= Exercise prompt =
Output exactly the lines from the line with "Could you point at the rectangular" through the end of the records below. Include nothing else.

= Data provided =
>> BEGIN

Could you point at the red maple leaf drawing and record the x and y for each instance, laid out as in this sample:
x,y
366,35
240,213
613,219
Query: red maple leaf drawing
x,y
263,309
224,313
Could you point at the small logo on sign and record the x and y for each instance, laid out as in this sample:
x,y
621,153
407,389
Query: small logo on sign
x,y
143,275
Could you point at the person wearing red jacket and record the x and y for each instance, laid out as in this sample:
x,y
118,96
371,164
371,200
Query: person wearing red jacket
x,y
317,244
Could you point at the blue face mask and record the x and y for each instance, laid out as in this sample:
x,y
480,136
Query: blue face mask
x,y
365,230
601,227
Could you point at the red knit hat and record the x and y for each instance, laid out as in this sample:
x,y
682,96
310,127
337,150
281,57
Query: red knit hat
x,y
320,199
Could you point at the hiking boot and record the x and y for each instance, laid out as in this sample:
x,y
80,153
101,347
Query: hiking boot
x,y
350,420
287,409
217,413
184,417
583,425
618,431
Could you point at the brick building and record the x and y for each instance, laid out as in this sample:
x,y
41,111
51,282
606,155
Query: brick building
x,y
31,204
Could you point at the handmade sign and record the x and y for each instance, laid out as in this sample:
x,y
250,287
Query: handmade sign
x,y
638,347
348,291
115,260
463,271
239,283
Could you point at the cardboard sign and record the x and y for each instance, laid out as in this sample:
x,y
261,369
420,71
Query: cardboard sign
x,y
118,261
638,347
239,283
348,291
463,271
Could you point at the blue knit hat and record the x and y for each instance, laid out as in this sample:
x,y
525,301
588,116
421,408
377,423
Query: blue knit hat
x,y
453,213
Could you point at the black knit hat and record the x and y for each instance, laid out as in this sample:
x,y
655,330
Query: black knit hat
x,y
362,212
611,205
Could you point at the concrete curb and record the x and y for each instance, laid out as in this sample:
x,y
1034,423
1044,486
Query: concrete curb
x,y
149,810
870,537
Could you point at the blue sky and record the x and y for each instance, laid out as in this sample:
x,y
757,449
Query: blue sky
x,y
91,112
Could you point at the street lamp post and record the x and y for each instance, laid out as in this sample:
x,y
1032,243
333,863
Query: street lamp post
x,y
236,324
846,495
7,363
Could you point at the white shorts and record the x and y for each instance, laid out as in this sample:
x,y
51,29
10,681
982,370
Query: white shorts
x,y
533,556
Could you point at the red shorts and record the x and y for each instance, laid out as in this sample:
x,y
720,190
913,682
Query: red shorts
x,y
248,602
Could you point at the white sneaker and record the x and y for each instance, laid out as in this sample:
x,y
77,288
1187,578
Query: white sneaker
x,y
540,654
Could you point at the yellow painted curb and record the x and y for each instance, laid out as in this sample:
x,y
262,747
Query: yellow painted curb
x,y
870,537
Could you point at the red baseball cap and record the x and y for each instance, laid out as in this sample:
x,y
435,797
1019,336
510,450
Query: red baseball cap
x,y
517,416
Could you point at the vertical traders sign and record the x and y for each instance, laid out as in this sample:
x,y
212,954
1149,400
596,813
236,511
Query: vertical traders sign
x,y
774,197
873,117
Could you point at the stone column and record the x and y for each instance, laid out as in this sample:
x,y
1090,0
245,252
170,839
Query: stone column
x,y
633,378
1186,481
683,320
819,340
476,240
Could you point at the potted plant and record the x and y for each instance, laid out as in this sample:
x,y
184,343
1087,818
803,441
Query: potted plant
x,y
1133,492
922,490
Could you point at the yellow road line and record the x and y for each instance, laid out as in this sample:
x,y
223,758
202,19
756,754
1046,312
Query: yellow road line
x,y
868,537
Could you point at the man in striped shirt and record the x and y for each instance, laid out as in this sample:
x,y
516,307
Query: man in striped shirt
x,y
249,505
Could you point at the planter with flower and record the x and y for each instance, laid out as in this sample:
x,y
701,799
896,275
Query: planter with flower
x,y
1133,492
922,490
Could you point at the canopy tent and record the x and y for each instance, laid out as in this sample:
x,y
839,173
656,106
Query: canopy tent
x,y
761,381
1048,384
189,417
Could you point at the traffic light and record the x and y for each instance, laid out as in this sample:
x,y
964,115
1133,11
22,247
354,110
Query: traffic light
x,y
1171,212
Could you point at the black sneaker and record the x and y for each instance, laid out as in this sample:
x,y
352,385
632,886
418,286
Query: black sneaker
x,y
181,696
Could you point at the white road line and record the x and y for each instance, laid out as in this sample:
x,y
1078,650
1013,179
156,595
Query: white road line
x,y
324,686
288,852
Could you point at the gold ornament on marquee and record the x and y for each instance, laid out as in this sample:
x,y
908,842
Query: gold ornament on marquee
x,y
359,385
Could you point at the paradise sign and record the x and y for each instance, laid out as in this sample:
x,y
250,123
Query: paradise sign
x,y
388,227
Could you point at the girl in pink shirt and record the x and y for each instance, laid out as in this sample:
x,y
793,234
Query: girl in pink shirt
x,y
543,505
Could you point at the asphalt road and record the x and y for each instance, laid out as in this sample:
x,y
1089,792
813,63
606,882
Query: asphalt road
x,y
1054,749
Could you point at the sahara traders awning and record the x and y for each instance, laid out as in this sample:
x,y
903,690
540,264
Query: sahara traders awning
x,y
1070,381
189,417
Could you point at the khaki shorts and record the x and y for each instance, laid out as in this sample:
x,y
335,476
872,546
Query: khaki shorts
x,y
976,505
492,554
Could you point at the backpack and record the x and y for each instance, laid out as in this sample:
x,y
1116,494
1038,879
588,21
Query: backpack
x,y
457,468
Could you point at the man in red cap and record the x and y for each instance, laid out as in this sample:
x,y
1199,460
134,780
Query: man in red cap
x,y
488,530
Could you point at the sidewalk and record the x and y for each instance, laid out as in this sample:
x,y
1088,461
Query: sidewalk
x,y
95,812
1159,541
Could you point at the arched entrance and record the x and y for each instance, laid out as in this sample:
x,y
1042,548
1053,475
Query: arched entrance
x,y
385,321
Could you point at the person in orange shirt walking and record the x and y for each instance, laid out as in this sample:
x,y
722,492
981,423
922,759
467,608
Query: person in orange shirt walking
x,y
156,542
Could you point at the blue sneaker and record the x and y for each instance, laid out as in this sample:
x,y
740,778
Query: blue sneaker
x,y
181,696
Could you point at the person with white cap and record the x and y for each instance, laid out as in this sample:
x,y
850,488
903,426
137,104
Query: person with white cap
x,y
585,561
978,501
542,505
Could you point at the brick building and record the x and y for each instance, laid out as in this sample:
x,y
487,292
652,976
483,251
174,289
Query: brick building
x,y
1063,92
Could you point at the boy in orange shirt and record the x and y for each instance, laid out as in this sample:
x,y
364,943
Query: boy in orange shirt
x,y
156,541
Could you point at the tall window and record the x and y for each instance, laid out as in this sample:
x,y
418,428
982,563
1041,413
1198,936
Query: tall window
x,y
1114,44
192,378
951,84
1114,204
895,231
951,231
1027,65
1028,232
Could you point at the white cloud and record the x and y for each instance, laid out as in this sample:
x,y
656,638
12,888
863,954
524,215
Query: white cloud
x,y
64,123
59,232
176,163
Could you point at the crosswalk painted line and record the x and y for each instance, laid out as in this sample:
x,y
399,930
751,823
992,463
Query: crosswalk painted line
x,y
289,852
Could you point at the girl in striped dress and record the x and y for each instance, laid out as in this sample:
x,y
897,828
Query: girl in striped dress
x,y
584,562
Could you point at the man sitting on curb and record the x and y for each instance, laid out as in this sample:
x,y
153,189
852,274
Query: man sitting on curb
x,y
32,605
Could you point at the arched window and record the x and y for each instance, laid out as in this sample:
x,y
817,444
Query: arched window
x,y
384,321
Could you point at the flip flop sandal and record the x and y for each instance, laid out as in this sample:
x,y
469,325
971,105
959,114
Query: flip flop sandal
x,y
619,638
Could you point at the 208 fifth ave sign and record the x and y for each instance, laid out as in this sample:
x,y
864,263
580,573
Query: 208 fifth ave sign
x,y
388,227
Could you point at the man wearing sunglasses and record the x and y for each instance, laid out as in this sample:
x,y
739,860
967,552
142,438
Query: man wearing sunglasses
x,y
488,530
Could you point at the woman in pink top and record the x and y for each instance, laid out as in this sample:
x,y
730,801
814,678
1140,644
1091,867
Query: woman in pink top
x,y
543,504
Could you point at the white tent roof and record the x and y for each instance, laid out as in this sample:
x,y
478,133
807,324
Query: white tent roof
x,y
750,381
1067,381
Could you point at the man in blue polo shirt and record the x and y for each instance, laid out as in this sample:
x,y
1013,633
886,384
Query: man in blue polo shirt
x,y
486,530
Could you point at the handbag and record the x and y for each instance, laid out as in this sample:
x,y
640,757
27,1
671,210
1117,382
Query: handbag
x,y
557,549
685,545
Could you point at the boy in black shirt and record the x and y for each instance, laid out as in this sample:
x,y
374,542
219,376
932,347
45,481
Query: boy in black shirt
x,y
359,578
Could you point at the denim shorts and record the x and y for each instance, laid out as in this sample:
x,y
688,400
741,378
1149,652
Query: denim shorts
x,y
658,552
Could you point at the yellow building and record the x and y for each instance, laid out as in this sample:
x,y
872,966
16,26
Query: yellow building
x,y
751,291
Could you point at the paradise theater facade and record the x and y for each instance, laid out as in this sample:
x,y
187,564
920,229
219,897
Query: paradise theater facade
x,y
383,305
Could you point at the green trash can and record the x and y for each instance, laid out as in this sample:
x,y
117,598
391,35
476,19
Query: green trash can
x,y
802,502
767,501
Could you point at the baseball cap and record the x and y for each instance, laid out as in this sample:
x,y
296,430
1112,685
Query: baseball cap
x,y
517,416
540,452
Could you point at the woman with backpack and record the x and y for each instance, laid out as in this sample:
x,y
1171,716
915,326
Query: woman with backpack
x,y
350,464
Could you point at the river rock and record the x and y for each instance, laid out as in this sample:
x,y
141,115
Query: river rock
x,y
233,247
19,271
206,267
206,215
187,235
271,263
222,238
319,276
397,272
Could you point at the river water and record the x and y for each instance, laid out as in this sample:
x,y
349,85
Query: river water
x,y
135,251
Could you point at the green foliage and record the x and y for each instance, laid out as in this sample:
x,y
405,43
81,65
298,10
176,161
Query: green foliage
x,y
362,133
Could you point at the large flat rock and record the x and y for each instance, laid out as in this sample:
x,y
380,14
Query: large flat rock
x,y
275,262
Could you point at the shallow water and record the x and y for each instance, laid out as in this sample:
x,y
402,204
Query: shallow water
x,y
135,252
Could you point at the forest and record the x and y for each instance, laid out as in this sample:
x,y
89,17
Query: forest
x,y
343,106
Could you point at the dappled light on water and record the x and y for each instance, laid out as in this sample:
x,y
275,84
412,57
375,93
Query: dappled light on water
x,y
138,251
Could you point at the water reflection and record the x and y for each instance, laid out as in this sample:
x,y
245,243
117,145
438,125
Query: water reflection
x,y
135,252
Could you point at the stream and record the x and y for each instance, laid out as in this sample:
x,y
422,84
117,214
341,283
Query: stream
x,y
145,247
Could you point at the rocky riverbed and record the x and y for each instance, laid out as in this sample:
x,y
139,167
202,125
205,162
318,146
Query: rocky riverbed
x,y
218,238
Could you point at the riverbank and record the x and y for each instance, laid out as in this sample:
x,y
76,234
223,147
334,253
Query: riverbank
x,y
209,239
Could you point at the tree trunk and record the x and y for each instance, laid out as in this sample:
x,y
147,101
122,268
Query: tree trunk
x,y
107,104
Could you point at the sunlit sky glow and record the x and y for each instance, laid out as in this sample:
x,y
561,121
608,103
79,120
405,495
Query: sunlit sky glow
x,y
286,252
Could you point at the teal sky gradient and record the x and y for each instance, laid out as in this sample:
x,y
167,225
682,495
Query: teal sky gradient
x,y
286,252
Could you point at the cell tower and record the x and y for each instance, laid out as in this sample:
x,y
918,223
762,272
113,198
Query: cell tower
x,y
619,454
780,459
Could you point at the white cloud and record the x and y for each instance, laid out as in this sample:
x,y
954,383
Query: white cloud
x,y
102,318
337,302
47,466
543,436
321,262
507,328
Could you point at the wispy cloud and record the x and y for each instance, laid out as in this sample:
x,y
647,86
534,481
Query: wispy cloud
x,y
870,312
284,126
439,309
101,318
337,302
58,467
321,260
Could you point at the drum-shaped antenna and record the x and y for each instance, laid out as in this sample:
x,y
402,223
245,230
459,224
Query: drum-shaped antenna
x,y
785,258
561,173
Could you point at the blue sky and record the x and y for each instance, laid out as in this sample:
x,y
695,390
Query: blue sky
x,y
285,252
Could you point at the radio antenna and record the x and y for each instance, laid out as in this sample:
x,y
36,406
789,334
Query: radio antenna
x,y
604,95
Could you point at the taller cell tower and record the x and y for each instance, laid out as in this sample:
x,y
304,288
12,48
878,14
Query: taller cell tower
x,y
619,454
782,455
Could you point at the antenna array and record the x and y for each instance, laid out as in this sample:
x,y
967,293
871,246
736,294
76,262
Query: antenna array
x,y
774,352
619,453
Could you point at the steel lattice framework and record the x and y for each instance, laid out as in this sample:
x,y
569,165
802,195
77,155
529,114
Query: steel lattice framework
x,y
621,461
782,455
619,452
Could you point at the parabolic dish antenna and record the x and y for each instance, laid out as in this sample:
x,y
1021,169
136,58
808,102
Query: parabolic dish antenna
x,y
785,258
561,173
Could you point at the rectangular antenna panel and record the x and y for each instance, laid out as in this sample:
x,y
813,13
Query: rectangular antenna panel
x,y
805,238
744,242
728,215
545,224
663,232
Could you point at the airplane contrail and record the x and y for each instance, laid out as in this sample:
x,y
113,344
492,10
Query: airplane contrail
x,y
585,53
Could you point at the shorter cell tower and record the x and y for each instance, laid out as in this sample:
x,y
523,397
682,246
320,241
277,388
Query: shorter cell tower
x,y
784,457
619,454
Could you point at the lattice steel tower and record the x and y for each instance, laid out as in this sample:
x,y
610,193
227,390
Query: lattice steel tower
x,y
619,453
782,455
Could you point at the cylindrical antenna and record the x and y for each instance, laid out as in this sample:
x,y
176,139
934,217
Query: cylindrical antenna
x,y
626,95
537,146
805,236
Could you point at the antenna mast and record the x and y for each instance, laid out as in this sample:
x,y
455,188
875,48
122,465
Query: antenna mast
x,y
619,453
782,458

>> END

= Answer to this exercise =
Could you point at the rectangular antenna panel and record the x and y for each instance, laid out as in this sample:
x,y
813,13
Query: rectangular antenna panel
x,y
805,238
744,242
728,215
545,224
663,232
Could you point at the airplane contrail and record the x and y for each instance, laid out as in this sample:
x,y
113,344
492,10
Query: airplane contrail
x,y
585,53
Could you point at the shorter cell tower and record the x and y for each instance, laid out as in this sample:
x,y
523,397
682,246
320,241
277,388
Query: shorter cell tower
x,y
784,457
619,454
Could you point at the lattice steel tower and record the x and y for each instance, laid out as in this sample:
x,y
610,193
227,390
Query: lattice steel tower
x,y
619,453
782,455
Could you point at the cylindrical antenna and record the x and y for each instance, laid out as in this sample:
x,y
176,139
934,217
Query: cylindrical antenna
x,y
626,95
537,146
805,236
Could you point at the antenna mast and record the x and y for each instance, laid out as in this sample:
x,y
455,188
875,48
122,465
Query: antenna mast
x,y
619,453
782,458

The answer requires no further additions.